# Dataset extract
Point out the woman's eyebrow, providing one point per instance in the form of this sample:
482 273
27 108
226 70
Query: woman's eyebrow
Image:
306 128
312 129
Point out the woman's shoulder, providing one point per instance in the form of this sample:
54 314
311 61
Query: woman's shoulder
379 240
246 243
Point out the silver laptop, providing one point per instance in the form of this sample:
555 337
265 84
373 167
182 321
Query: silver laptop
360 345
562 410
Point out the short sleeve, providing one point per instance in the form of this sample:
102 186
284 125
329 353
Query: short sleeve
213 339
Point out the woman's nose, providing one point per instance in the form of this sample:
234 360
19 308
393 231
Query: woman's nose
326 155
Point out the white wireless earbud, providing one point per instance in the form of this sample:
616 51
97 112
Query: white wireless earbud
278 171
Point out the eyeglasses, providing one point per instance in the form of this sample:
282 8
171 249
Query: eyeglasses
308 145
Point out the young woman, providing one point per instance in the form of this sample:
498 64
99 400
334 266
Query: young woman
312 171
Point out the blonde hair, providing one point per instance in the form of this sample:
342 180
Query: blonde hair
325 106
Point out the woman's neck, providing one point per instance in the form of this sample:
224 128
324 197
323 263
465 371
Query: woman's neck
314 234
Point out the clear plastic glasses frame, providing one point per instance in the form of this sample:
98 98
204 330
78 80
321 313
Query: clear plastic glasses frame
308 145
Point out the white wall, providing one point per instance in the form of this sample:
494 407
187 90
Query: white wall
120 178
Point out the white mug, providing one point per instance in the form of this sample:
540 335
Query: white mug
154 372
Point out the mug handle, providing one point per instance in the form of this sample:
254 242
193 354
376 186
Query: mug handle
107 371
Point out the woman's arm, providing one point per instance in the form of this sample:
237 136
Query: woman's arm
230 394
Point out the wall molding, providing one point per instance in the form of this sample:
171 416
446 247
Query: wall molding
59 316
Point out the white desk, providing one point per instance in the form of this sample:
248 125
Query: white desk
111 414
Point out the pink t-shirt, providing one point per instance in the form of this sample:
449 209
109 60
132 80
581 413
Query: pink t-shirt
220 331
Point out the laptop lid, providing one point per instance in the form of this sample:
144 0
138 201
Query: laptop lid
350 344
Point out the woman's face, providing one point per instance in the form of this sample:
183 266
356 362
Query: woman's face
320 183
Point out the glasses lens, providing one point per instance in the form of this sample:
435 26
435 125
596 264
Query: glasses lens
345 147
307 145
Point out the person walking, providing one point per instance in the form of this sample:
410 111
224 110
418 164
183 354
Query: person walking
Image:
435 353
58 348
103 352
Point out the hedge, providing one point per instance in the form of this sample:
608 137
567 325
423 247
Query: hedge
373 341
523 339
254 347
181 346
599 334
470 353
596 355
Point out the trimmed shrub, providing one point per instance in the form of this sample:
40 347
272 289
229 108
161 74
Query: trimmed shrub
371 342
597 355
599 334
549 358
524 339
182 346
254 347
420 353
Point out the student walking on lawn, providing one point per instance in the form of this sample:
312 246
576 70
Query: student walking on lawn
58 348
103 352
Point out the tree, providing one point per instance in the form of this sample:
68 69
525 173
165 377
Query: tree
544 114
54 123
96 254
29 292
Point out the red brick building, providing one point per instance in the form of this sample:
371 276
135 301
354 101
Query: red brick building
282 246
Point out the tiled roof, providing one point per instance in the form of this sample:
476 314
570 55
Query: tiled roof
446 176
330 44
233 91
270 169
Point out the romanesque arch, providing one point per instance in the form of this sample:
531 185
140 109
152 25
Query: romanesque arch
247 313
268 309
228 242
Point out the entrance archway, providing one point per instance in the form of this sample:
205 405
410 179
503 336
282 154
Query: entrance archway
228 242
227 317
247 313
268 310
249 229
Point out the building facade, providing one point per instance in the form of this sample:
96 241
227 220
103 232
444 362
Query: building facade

# Problem description
Copy every one of the entries above, character for character.

# Result
Point out the woman's eyebrow, providing one point per instance in the form of this sample:
482 273
27 108
226 70
Query: woman's eyebrow
Image:
306 128
312 129
Point out the woman's shoulder, providing one point per instance in the form of this sample:
54 314
311 61
Query: woman's shoulder
379 240
246 243
Point out the silver laptop, providing one point per instance in the form of this sample:
555 337
265 84
373 167
182 321
Query: silver laptop
360 345
562 410
Point out the short sleeve, providing one point per instance in the form of this sample:
102 186
284 125
329 353
Query: short sleeve
213 339
Point out the woman's nose, providing one point per instance in the form of this sample:
234 360
19 308
393 231
Query: woman's nose
326 155
Point out the white wireless earbud, providing one point per instance in the form of this sample:
616 51
97 112
Query: white wireless earbud
278 171
Point out the eyeglasses, providing one point per instance in the form of this sample:
282 8
171 249
Query: eyeglasses
308 145
Point out the young woman, providing one point per instance in the form of this sample:
498 64
99 400
334 266
Query: young woman
312 171
Point out the blonde hair, providing one point per instance in the form of this sample:
342 180
Query: blonde hair
325 106
Point out the woman's neck, providing one point per instance in the form of this sample:
224 128
324 197
323 263
465 371
Query: woman's neck
314 234
Point out the clear plastic glasses frame, providing one point per instance in the form of this sample:
98 98
204 330
78 80
321 313
Query: clear plastic glasses frame
308 145
Point out the white wall, providing one point per instance in the form of this sample:
494 407
187 90
Query: white wall
120 178
Point out the white mug, providing one point per instance in the form of this sample:
540 335
Query: white mug
154 372
Point out the mug handle, providing one point per instance in the form of this sample:
254 242
193 354
376 186
Query: mug handle
107 371
Point out the woman's arm, providing one point per instance in the form of this sample:
237 136
Query: woman's arm
230 394
Point out the wall molding, providing one point per instance in the form of this sample:
171 416
446 247
Query: wall molding
59 316
Point out the white desk, providing one point per instance in the form of this sample:
248 125
Query: white desk
111 414
Point out the pink t-shirt, providing one point per instance in the form of this sample:
449 209
109 60
132 80
581 413
Query: pink t-shirt
220 331
Point out the laptop lid, providing one point per instance in the form of this sample:
144 0
138 201
Query: laptop lid
350 344
Point out the woman's face, providing one point per instance in the form of this sample:
183 266
356 362
Query: woman's face
320 183
Point out the glasses lens, providing one point per instance in the form of this sample:
435 26
435 125
596 264
Query: glasses lens
345 147
307 145
Point out the person walking, providing one point per instance in the form of this sample:
410 111
224 110
418 164
183 354
Query: person walking
Image:
435 353
58 348
103 352
Point out the hedge, providing one point per instance in the form of this sample:
608 137
567 325
423 247
Query: hedge
373 341
523 339
254 347
181 346
599 334
470 353
596 355
Point out the trimmed shrub, providing one point per instance in the form of this sample:
40 347
272 289
229 108
161 74
Query: trimmed shrub
371 342
597 355
599 334
549 358
524 339
182 346
254 347
420 353
Point out the student walking on lawn, providing one point per instance in the form of this sample:
312 246
576 70
Query: student walking on lawn
58 348
103 352
Point out the tree, providing one point per instance in the form of this sample:
68 69
525 173
165 377
Query: tree
544 114
54 123
96 254
29 292
Point out the red brick building, providing one point per instance in the form of this sample:
371 276
135 301
354 101
Query: red brick building
282 246
Point out the tiled roof, providing one point per instance in the form of this sample:
476 314
570 55
Query: tiled roof
446 176
330 44
233 91
270 169
Point out the romanesque arch, providing one point per instance in the form of this sample:
531 185
140 109
152 25
Query: romanesque arch
247 313
268 309
228 242
Point out the entrance archway, providing one point per instance in the form of this sample:
205 405
410 179
503 336
282 154
Query: entrance archway
228 242
227 317
247 313
268 310
249 229
Point out the building facade, providing one point per instance in the form of this sample:
96 241
227 220
103 232
444 362
Query: building facade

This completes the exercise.